§ GOAL: Could you copy every one of the following lines word for word, leaving the pictures out of your answer?

§ SUPPLIED ENTRIES:
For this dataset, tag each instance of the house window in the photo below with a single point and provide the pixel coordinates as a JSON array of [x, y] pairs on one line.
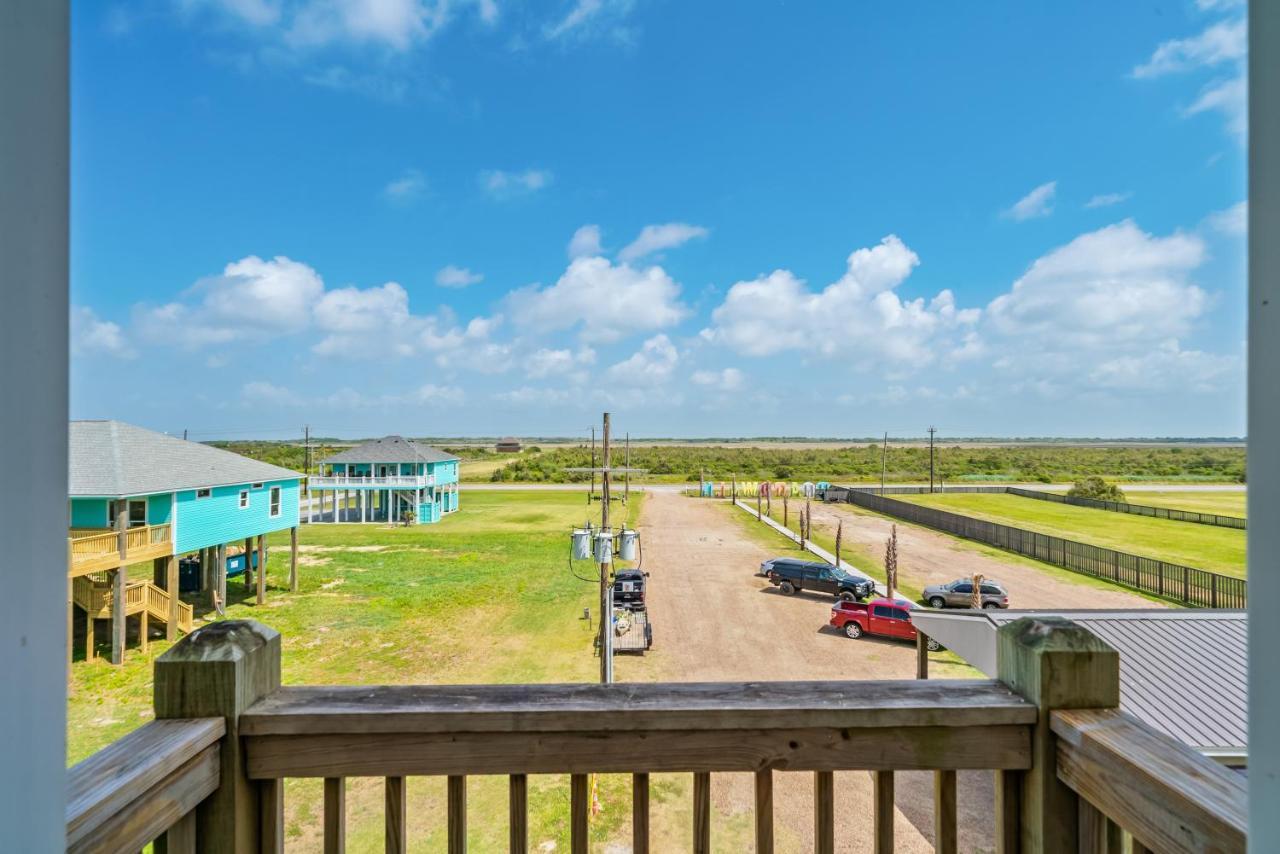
[[137, 512]]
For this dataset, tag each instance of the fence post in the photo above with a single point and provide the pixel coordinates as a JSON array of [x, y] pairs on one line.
[[219, 671], [1056, 665]]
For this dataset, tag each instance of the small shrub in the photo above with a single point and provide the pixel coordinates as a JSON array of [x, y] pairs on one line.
[[1097, 489]]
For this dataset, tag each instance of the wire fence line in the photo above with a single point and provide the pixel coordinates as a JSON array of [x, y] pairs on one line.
[[1184, 584], [1114, 506], [1138, 510]]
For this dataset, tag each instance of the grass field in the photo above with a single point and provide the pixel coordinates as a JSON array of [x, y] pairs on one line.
[[1219, 549], [481, 597], [1224, 503]]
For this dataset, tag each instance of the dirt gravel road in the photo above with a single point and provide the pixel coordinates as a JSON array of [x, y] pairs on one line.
[[714, 621], [931, 557]]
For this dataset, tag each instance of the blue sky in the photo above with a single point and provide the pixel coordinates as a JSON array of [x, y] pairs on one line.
[[488, 217]]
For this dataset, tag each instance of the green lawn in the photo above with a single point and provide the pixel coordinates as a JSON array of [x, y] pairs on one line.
[[483, 597], [1219, 549], [1225, 503]]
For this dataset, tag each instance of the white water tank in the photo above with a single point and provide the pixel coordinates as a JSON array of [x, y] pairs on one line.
[[627, 547], [604, 547], [581, 544]]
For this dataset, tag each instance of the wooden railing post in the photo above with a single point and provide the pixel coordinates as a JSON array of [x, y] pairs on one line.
[[1056, 665], [219, 671]]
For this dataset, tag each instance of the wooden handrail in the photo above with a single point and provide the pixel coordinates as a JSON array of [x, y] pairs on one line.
[[1165, 794], [137, 788]]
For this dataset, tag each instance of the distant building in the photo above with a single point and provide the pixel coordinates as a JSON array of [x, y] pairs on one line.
[[135, 496], [383, 480]]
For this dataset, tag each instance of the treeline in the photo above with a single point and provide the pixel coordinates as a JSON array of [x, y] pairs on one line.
[[862, 464]]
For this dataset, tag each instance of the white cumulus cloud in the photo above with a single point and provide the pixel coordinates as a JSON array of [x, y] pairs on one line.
[[585, 241], [1037, 202], [607, 301], [859, 315], [506, 185], [92, 336], [457, 277], [650, 365], [654, 238]]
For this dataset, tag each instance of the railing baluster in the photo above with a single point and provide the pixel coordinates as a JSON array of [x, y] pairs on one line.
[[1098, 834], [823, 812], [945, 812], [1008, 811], [179, 839], [577, 812], [882, 799], [702, 812], [334, 814], [272, 814], [519, 813], [640, 813], [397, 803], [457, 814], [764, 812]]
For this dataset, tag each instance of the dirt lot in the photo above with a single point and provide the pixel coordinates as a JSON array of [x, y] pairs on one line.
[[932, 557], [716, 621]]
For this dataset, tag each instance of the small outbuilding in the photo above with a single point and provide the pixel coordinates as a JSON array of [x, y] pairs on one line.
[[1182, 671]]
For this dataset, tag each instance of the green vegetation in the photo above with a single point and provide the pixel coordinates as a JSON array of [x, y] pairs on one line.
[[1224, 503], [1219, 549], [862, 464], [1096, 489], [483, 597]]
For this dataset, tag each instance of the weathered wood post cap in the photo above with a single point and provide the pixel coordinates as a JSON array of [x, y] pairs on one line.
[[1057, 663], [218, 670]]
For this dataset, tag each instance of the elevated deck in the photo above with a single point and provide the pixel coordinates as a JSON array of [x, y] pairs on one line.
[[96, 549]]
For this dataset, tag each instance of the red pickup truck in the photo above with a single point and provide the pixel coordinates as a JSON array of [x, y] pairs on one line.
[[876, 617]]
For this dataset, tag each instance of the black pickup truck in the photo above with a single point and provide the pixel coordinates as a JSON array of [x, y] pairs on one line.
[[629, 589], [790, 575]]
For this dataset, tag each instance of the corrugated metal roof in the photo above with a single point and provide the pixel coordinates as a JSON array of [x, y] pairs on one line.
[[1183, 672], [112, 459], [392, 448]]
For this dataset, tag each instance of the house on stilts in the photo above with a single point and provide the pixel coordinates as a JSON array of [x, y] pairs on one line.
[[385, 480], [136, 498]]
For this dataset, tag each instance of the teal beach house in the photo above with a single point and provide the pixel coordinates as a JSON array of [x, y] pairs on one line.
[[385, 480], [138, 497]]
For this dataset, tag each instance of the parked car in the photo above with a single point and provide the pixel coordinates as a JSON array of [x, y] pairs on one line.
[[959, 594], [887, 617], [791, 575], [629, 589]]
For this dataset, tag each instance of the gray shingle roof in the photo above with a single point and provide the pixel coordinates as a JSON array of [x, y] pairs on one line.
[[392, 448], [117, 459], [1184, 672]]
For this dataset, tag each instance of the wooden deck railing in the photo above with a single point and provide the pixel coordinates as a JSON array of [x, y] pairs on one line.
[[145, 786], [1070, 770], [91, 551]]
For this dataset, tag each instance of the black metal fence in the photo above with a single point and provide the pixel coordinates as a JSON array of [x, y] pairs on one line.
[[1183, 584], [1138, 510]]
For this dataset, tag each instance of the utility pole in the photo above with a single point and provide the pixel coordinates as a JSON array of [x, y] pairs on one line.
[[883, 461], [932, 430], [606, 587]]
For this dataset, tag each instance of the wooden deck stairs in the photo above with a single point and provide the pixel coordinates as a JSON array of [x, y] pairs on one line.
[[92, 594]]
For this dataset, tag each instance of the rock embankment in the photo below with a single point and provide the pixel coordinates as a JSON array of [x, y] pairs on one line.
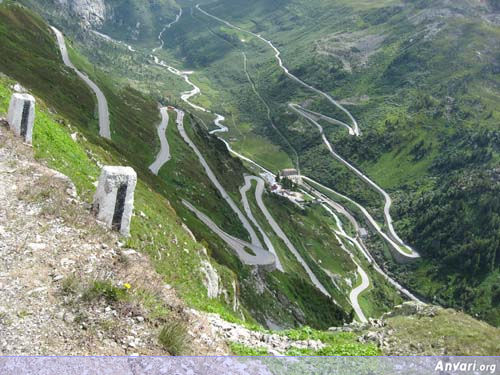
[[69, 286], [60, 272]]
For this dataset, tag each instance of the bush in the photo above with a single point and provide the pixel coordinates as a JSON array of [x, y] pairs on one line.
[[174, 338], [106, 290]]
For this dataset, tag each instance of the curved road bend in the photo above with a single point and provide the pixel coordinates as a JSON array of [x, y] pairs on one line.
[[104, 130], [282, 66], [243, 191], [279, 232], [262, 257], [246, 224], [388, 201], [268, 111], [352, 130], [167, 26], [164, 154]]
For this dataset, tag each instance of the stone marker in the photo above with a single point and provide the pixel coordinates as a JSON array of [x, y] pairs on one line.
[[114, 198], [21, 116]]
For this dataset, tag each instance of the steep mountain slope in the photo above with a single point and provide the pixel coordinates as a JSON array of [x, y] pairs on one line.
[[290, 298], [135, 20], [422, 80], [432, 146]]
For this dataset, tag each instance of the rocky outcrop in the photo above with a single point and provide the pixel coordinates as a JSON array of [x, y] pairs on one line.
[[90, 13], [273, 343]]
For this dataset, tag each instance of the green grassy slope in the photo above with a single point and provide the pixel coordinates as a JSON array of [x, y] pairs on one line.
[[422, 79], [287, 300]]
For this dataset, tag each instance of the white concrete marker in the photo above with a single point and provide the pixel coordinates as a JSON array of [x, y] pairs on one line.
[[21, 116], [114, 198]]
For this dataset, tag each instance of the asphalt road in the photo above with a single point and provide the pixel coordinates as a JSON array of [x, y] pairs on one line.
[[164, 154], [102, 103]]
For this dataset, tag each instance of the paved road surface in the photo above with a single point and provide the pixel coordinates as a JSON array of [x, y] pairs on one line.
[[104, 130], [395, 241], [164, 154], [246, 205], [410, 253], [180, 126], [262, 257]]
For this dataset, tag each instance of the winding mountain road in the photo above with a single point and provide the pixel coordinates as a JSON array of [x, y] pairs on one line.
[[395, 241], [167, 26], [102, 103], [246, 205], [260, 256], [279, 232], [231, 240], [353, 130], [244, 221], [164, 154]]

§ COMPLETE RESPONSE:
For this dataset, tag each instance of the house window in the photo below with a single point and provide the pixel coordinates as a JSON array of [x, y] pairs on one line.
[[137, 512]]
For this dataset, tag each instance of the fence post in the photo above with a single point and provide the pixel coordinates as a JSON array of [x, y] pairs on one line.
[[219, 671], [1056, 665]]
For this dataset, tag each instance of the small shrub in the photo above with a single point and provide the pixel coordinates as a JSON array of [x, y] pairs on one line.
[[1097, 489]]
For this dataset, tag each instance of the wire fence line in the photo above with a single point and provide the pixel coordinates as a JSON array of [x, y] pairs on one line.
[[1184, 584], [1114, 506], [1138, 510]]
For this dataset, tag each instance of the grass field in the photo above with a single point and provide the pixel coordinates as a JSON array of [x, y] pairs on one line.
[[1219, 549], [481, 597], [1224, 503]]
For this dataset, tag each instance of the dirt gravel road in the photo above with a single point and provide the pixel coordinates as a JSON array of [x, y] pairs on one line.
[[714, 621], [931, 557]]
For this dataset, tag each instance of the blue sky in the photo above with a single point and provide the pixel coordinates as a JSON array of [x, y] pairs on one line.
[[488, 217]]
For this dataset, tag each instance of the green lawn in the photo above with a single point and provide the pixel coordinates as a JSON array of [x, y] pairs on one line.
[[483, 597], [1219, 549], [1225, 503]]
For this dataset, tag each instance of the white water tank in the photo above with a single point and provide the pixel coordinates as a JSON array of [x, y] pairs on one line.
[[627, 547], [604, 547], [581, 544]]
For this dataset, tag each instance of the wooden railing post in the photo above with a single point and provide the pixel coordinates as a JSON array of [x, y] pairs on one line.
[[1056, 665], [219, 671]]
For this dataset, tag each instance of the wooden handrail in the photo above with a single point and provide the pixel coordinates as a JSON array of [x, y] pairs on one line.
[[1165, 794], [137, 788]]
For this dataset, tag each instance of the distant building in the photo above with a single point and provide the pixel coordinates as a JSON array of [x, y] pairs on one line.
[[135, 496], [383, 480]]
For this dataset, tag each instance of the treeline in the photo above with a single point and provide the pixel coordinates as a JSON array of [x, y] pairs on one line.
[[862, 464]]
For this dataset, tag each instance of the white cumulus cloud in the photo above with a single point and provide the pixel coordinates as a JSON array of [x, y] pairs on one line.
[[585, 241], [1037, 202], [607, 301], [859, 315], [506, 185], [92, 336], [457, 277], [650, 365], [654, 238]]
For this dataset, tag each instance of the railing baluster in the photo above with a single point and provide the pixel coordinates as a JSON array of [x, y] pairs on one line.
[[1098, 834], [823, 812], [945, 812], [1008, 811], [179, 839], [577, 812], [882, 799], [702, 812], [334, 814], [272, 814], [519, 813], [640, 813], [397, 803], [457, 814], [764, 812]]
For this dataset, tag each instance of the dirt lot in the photo above with a single point and provide the pixel coordinates as a JSON array of [x, y] pairs on one line.
[[932, 557], [716, 621]]
For this dataset, tag each instance of the small outbuilding in the photo above with a single point and provide the pixel coordinates as a JSON array of [x, y] pairs on one line.
[[1182, 671]]
For this dataset, tag each instance of the green vegetation in the photo above with a single point and provide the pixel coordinates as a JSON array of [x, y] pairs on one line.
[[1224, 503], [1219, 549], [862, 464], [1096, 489], [483, 597]]
For this dataset, tag each instance of the weathered wood post cap in the photo above with a single point and provide the pixel coordinates as a JSON array of [x, y] pairs on one line.
[[1057, 663], [218, 670]]
For this dataset, tag each instance of the elevated deck in the photo above with a single point and provide the pixel coordinates as a JSON array of [x, y] pairs on one line.
[[96, 549]]
For this dataset, tag each instance of the red pickup truck in the photo above with a single point and provide the pixel coordinates as a JSON array of [x, y] pairs on one line.
[[876, 617]]
For this dataset, tag each instance of the black pickup truck in the photo above with a single point and provide the pixel coordinates as a JSON array of [x, y] pairs on one line.
[[629, 589], [790, 575]]
For this dataset, tag each instance of the corrugated metal roof in the photo above with a single point and provide the pixel coordinates as a JSON array of [x, y] pairs on one line.
[[1183, 672], [112, 459], [392, 448]]
For this dataset, tag each instance of the house on stilts in the photo above with a single point and provide the pixel coordinates as a JSON array of [x, y] pairs on one line.
[[385, 480], [136, 498]]
For this dataset, tag each instance of the teal beach house in the photo above with a single point and provide the pixel coordinates as a JSON array of [x, y] pairs on one line.
[[385, 480], [138, 497]]
For this dataset, tag each instance of the parked car in the photo above with a single point and provide the pixel coordinates as a JSON array of [x, y] pairs on one line.
[[959, 594], [887, 617], [791, 575], [629, 589]]
For this dataset, tag each instance of the gray shingle roof in the photo above with a single point and provide the pixel coordinates as a JSON array of [x, y] pairs on one line.
[[392, 448], [117, 459], [1184, 672]]
For this dataset, tag each instance of the wooden deck railing in the photo above with a single point and provide the pixel coordinates as a JSON array of [x, y] pairs on one line.
[[145, 786], [1070, 770], [91, 551]]
For this dataset, tag each instance of the black metal fence in the photo above with a single point and provide the pixel coordinates as a JSON array of [x, y] pairs on one line.
[[1183, 584], [1138, 510]]
For this dataset, tag each instance of the utility pole in the photo above with a single point and provide the pixel coordinates as a JSON array of [x, y] pairs on one line.
[[883, 461], [932, 430], [606, 587]]
For this dataset, tag each instance of the wooden deck stairs in the photo above with a single point and provide the pixel coordinates as a JSON array of [x, y] pairs on one line.
[[92, 594]]
For this dataset, tag each instance of the rock embankment in the photo below with a single point and provide the pixel coordinates as a JSON array of [x, y] pairs on one line.
[[69, 286], [60, 272]]
For this dataset, tag each instance of the bush in the photo above with a single point and provide the pixel coordinates as a JSON array of [x, y] pairs on one line.
[[174, 338], [106, 290]]
For this dataset, tag each instance of the curved road bend in the photo above with a single point and provide the pixel coordinates as a JSON array of [x, y] pairs on one line.
[[104, 130], [282, 66], [243, 191], [279, 232], [262, 257], [246, 224], [388, 201], [268, 111], [352, 130], [167, 26], [164, 154]]
For this dataset, tag each instance of the stone marker in the photo above with a single point and provide the pixel coordinates as a JSON array of [x, y] pairs on one line.
[[114, 198], [21, 116]]
For this dataset, tag each instance of the steep mountain slope in the photo above with a single point and provide the pixel coordinates as a JSON array of [x, y] pairs on one line.
[[290, 298], [135, 20], [422, 80], [432, 146]]
For this dataset, tag each instance of the rocky outcrop in the photo above with a single point and provide the pixel coordinates as a JSON array of [x, y] pairs on one line.
[[90, 13], [273, 343]]
For this dataset, tag each instance of the green grassy slope in the photo above with a single point and provide the pixel coordinates as a JSON array of [x, y] pairs on one line.
[[422, 79], [287, 300]]
For this dataset, tag each instance of the white concrete marker in the photo above with a single point and provide the pixel coordinates as a JSON array of [x, y] pairs on one line.
[[21, 116], [114, 198]]
For this dataset, tag each instance of the asphalt road in the photo above with a single point and provide the pixel coordinates as a JSON array of [x, y] pairs on one line.
[[164, 154], [102, 103]]
For this dataset, tag each instance of the paved road surface in the photo above with a single point and provide the pixel coordinates as a JSON array of [x, y] pairs on one line.
[[104, 130], [395, 241], [164, 154], [246, 205], [410, 253], [180, 126], [262, 257]]
For this dataset, tag each instance of the winding mountain road in the photo above with a single point and provide the pixel coordinates as a JSON array of [x, y] pairs on one line.
[[395, 241], [167, 26], [102, 103], [246, 205], [260, 256], [279, 232], [231, 240], [353, 130], [244, 221], [164, 154]]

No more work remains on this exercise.